Excerpted passage:
----------------

What’s new: Tianhe Ren, Qing Jiang, Shilong Liu, Zhaoyang Zeng, and colleagues at the International Digital Economy Academy introduced Grounding DINO 1.5, a system that enables devices with limited processing power to detect arbitrary objects in images based on a text list of objects (also known as open-vocabulary object detection). You can download the code and weights here.
Key insight: The original Grounding DINO follows many of its predecessors by using image embeddings of different levels (from lower-level embeddings produced by an image encoder’s earlier layers, which are larger and represent simple patterns such as edges, to higher-level embeddings produced by later layers, which are smaller and represent complex patterns such as objects). This enables it to better detect objects at different scales. However, it takes a lot of computation. To enable the system to run on devices that have less processing power, Grounding DINO 1.5 uses only the smallest (highest-level) image embeddings for a crucial part of the process.
How it works: Grounding DINO 1.5 is made up of components that produce text and image embeddings, fuse them, and classify them. It follows the system architecture and training of Grounding DINO with the following exceptions: (i) It uses a different image encoder, (ii) a different model combines text and image embeddings, and (iii) it was trained on a newer dataset of 20 million publicly available text-image examples.
- Given an image, a pretrained EfficientViT-L1 image encoder produced three levels of image embeddings.
- Given the corresponding text, BERT produced a text embedding composed of tokens.
- Given the highest-level image embedding and the text embedding, a cross-attention model updated each one to incorporate information from the other (fusing text and image modalities, in effect). After the update, a CNN-based model combined the updated highest-level image embedding with the lower-level image embeddings to create a single image embedding.
- Grounding DINO 1.5 calculated which 900 tokens in the image embedding were most similar to the tokens in the text embedding.

----------------

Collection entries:

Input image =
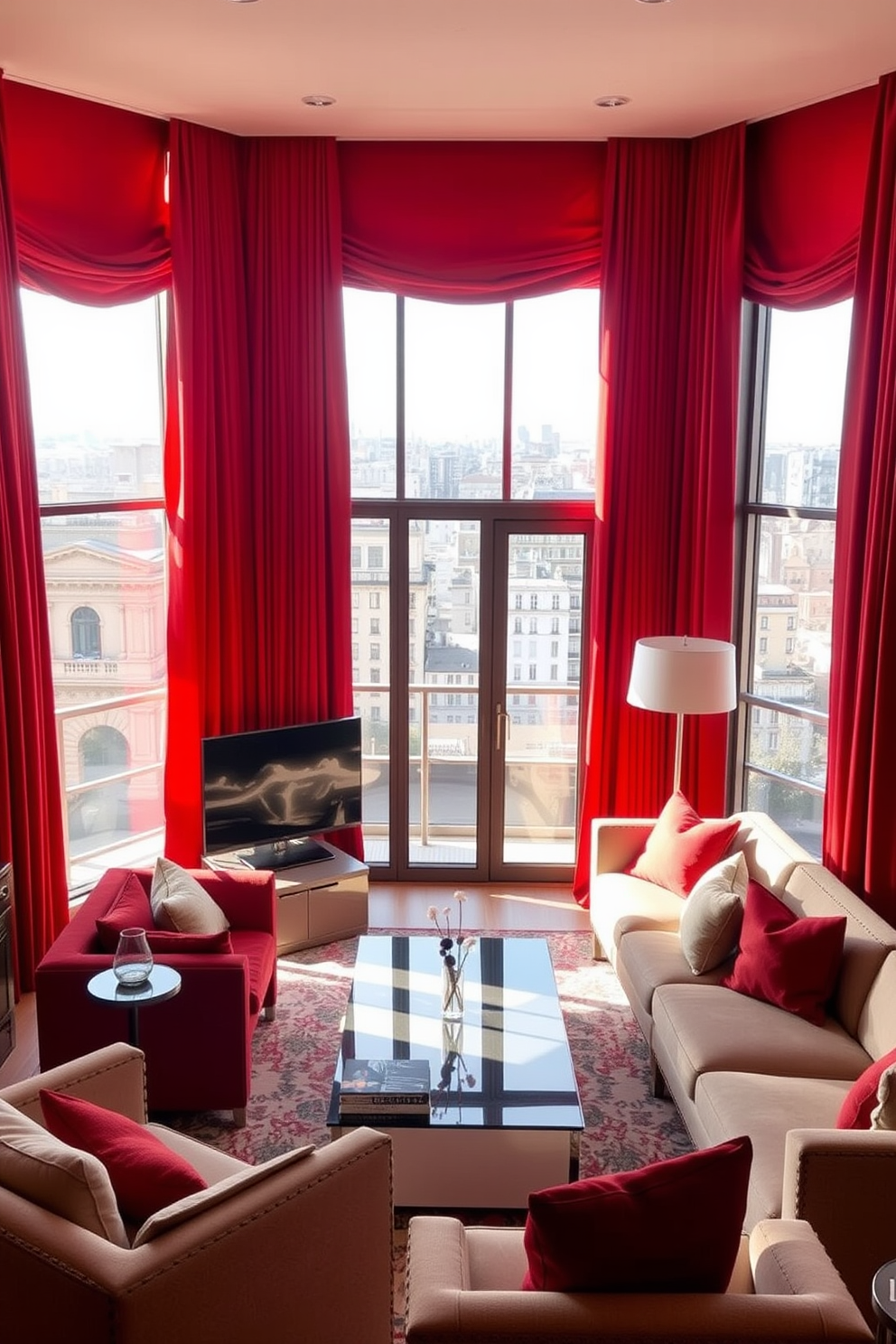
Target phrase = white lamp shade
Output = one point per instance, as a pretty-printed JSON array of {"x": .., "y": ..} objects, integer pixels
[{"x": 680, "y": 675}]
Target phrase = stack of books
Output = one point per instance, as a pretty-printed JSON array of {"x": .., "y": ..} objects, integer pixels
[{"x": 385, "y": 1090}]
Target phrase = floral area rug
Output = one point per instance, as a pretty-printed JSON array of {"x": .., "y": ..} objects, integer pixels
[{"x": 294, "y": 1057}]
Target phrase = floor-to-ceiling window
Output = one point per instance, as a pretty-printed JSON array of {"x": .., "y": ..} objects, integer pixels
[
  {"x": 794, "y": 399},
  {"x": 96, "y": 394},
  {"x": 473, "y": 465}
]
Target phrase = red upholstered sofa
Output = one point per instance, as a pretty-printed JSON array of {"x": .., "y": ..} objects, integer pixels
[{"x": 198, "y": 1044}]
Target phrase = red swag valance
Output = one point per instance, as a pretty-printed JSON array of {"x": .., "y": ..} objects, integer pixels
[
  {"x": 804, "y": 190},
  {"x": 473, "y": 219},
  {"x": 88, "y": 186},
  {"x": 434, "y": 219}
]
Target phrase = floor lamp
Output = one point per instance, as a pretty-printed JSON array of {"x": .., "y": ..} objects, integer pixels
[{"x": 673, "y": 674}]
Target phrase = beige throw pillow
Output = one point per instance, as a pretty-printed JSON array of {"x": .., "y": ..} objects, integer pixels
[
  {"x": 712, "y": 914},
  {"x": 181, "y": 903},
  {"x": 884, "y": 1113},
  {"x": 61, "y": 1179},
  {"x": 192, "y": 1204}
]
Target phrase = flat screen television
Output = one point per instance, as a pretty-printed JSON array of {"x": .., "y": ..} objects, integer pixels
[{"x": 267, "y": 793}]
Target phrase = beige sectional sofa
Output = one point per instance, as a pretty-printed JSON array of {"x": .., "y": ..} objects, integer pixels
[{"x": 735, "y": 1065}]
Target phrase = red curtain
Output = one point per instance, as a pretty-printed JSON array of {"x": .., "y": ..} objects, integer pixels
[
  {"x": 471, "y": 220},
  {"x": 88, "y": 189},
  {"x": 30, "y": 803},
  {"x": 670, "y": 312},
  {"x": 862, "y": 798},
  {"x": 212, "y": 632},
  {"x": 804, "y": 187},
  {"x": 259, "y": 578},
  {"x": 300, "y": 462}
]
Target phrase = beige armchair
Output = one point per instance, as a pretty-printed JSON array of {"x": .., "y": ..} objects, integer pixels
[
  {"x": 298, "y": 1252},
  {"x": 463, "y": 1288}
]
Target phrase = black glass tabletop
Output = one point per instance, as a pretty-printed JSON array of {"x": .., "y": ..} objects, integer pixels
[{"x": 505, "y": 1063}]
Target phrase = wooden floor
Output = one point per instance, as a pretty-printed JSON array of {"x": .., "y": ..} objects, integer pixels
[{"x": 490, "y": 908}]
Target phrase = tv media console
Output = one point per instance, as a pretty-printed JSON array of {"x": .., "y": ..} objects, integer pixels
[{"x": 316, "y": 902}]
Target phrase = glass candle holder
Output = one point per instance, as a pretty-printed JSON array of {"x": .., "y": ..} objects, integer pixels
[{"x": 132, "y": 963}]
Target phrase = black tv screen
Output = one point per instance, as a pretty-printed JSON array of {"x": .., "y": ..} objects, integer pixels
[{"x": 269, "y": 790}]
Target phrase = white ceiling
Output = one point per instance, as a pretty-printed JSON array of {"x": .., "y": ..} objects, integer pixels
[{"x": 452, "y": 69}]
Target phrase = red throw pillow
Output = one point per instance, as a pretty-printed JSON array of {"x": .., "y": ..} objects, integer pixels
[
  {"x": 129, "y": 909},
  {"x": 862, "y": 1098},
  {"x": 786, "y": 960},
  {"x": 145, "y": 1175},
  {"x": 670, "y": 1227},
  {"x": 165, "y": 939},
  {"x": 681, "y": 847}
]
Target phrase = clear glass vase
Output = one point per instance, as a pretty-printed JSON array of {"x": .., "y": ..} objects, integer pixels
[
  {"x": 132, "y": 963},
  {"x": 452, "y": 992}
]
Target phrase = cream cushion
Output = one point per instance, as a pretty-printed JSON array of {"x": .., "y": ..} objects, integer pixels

----------------

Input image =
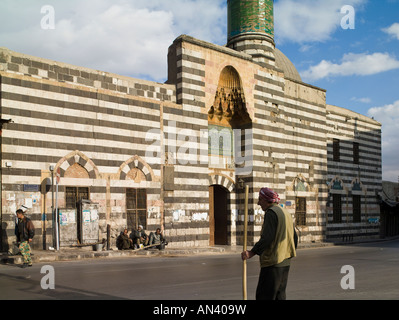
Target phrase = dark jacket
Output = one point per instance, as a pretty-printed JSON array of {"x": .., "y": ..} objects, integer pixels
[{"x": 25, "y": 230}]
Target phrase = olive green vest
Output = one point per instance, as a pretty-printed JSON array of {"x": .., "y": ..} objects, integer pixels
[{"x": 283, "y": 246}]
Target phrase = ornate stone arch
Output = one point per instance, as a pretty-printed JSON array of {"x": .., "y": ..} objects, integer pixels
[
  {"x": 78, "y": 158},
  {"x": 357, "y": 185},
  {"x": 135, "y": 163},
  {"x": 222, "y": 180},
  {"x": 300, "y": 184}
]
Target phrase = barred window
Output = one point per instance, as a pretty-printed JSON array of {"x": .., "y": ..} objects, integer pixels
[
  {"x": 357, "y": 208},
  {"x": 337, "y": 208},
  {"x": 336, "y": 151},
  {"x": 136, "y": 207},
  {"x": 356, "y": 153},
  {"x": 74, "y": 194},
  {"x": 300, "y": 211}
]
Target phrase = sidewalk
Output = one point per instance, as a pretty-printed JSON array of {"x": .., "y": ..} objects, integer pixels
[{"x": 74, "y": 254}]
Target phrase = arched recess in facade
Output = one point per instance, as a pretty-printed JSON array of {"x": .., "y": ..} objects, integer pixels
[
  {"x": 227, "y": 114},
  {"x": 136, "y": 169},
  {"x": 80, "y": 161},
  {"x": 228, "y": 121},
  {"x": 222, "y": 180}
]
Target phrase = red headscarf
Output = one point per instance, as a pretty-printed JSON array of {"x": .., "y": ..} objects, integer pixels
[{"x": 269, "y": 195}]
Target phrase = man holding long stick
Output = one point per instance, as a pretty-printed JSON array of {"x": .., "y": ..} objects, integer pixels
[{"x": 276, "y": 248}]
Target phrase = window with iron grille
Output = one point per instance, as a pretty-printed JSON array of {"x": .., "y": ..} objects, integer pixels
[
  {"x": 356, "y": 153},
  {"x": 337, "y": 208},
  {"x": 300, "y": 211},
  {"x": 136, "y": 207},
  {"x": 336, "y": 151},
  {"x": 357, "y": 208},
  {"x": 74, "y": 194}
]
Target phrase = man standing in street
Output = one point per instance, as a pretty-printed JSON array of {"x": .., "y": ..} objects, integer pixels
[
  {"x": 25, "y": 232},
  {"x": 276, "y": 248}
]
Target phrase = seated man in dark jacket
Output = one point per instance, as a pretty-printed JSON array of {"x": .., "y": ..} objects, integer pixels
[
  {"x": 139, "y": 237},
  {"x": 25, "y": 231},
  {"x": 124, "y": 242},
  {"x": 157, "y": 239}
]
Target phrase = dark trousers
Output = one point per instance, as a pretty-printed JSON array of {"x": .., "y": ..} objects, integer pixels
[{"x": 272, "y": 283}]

----------------

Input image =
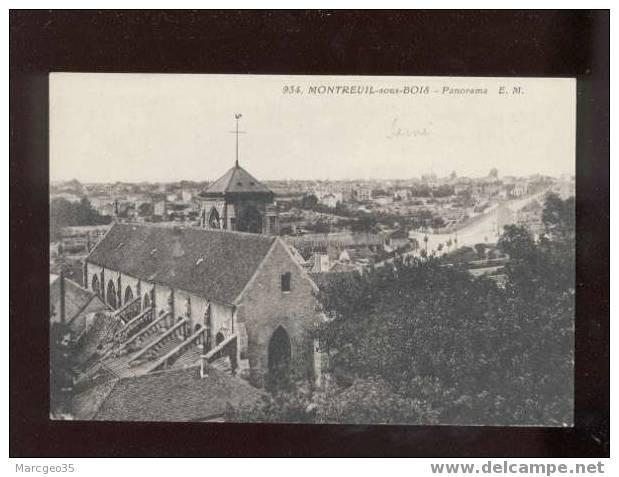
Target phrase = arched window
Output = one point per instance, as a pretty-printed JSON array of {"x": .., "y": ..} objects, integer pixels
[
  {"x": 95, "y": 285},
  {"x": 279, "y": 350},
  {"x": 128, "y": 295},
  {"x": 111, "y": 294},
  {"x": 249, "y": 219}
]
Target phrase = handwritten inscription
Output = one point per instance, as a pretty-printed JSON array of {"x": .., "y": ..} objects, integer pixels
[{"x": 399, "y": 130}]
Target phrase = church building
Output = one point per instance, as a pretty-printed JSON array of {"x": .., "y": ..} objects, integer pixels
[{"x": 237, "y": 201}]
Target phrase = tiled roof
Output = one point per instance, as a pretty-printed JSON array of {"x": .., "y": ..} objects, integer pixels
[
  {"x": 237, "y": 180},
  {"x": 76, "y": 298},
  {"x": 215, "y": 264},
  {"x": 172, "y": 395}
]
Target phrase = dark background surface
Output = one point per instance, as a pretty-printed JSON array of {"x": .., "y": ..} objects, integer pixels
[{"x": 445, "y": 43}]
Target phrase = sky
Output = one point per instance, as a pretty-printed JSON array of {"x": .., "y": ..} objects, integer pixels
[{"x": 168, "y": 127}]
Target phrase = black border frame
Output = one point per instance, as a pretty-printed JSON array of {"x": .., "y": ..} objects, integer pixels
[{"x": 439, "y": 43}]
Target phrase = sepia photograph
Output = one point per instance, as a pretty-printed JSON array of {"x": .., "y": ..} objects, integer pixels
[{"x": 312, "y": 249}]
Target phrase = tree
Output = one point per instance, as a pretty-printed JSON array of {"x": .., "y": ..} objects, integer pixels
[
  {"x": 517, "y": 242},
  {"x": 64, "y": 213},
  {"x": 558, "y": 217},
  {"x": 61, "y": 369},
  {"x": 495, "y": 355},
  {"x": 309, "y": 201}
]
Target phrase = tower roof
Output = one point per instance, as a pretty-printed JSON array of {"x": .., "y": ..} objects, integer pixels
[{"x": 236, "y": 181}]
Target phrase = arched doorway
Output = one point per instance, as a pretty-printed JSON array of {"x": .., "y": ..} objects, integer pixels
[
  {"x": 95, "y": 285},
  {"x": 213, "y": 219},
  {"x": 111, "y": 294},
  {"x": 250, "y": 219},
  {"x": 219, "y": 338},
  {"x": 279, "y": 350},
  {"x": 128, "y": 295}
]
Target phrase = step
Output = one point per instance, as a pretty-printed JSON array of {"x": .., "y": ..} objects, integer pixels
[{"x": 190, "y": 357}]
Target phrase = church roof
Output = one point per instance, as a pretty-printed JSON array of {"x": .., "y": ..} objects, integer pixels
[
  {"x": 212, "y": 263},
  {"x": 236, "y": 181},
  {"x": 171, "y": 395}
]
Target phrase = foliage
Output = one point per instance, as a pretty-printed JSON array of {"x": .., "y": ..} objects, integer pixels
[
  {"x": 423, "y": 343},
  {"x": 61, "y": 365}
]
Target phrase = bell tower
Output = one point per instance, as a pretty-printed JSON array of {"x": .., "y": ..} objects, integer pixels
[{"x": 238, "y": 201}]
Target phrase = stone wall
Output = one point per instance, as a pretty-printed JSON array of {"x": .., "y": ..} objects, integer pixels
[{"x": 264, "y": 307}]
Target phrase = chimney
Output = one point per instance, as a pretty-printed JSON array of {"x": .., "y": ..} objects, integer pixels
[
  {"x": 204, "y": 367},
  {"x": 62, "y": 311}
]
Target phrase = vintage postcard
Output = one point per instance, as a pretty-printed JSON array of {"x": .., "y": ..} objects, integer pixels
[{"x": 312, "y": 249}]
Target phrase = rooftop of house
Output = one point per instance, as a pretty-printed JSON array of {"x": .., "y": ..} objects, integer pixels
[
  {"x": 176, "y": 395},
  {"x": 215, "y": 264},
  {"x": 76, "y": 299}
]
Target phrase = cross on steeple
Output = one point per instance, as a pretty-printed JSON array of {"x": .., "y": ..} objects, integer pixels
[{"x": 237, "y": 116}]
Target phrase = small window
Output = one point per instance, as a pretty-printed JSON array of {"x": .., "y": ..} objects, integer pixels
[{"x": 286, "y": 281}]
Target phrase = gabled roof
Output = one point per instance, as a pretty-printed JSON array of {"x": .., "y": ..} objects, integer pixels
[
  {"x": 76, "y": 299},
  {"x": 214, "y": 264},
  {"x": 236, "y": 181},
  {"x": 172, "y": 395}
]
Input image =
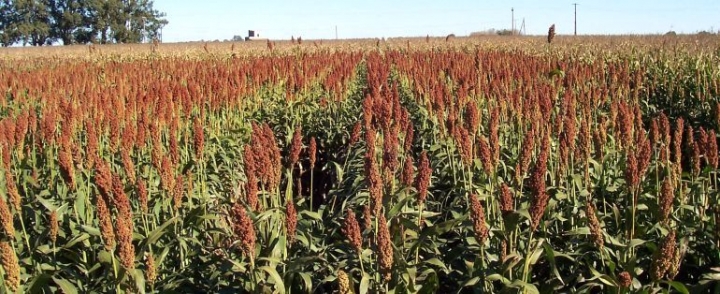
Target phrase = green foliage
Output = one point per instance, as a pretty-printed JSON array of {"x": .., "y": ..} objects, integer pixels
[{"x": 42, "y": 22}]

----------------

Short problem 1: Summarize the passage on Grounding DINO 1.5 in two sentences.
Short problem 2: According to the passage on Grounding DINO 1.5, why does the system use only the smallest, highest-level image embeddings for a crucial part of the process?
Short problem 3: Extend the passage on Grounding DINO 1.5 with a few more sentences in the same style.
The rows have no connection to the passage on Grounding DINO 1.5.

Written response 1: Grounding DINO 1.5, introduced by researchers at the International Digital Economy Academy, lets devices with limited processing power detect arbitrary objects in images from a text list of objects. It follows the original Grounding DINO's architecture and training but uses a different image encoder, a different model to combine text and image embeddings, and a newer dataset of 20 million text-image examples, and it relies on only the highest-level image embeddings for a crucial part of the process.

Written response 2: Using image embeddings of several levels helps detect objects at different scales but takes a lot of computation. Grounding DINO 1.5 uses only the smallest embeddings for that step so the system can run on devices with less processing power.

Written response 3:
- A cross-attention model detected objects using both the image and text embeddings. For each token in the updated image embedding, it determined: (i) which text token(s), if any, matched the image token, thereby giving each image token a classification including “not an object” and (ii) a bounding box that enclosed the corresponding object (except for tokens that were labeled “not an object”).
- The system learned to (i) maximize the similarity between matching tokens from the text and image embeddings and minimize the similarity between tokens that didn’t match and (ii) minimize the difference between its own bounding boxes and those in the training dataset.
Results: Grounding DINO 1.5 performed significantly faster than the original Grounding DINO: 10.7 frames per second versus 1.1 frames per second running on an Nvidia Jetson Orin NX computer. Tested on a dataset of images of common objects annotated with labels and bounding boxes, Grounding DINO 1.5 achieved better average precision (a measure of how many objects it identified correctly in their correct location, higher is better) than both Grounding DINO and YOLO-Worldv2-L (a CNN-based object detector). Grounding DINO 1.5 scored 33.5 percent, Grounding DINO 27.4 percent, and YOLO-Worldv2-L 33 percent.
Why it matters: The authors achieved 10 times the speed with just a couple of small changes (a more efficient image encoder and a smaller image embedding when performing cross-attention between embeddings of images and texts). Small changes can yield big results.
We’re thinking: Lately model builders have been building better, smaller, faster large language models for edge devices. We’re glad to see object detection get similar treatment.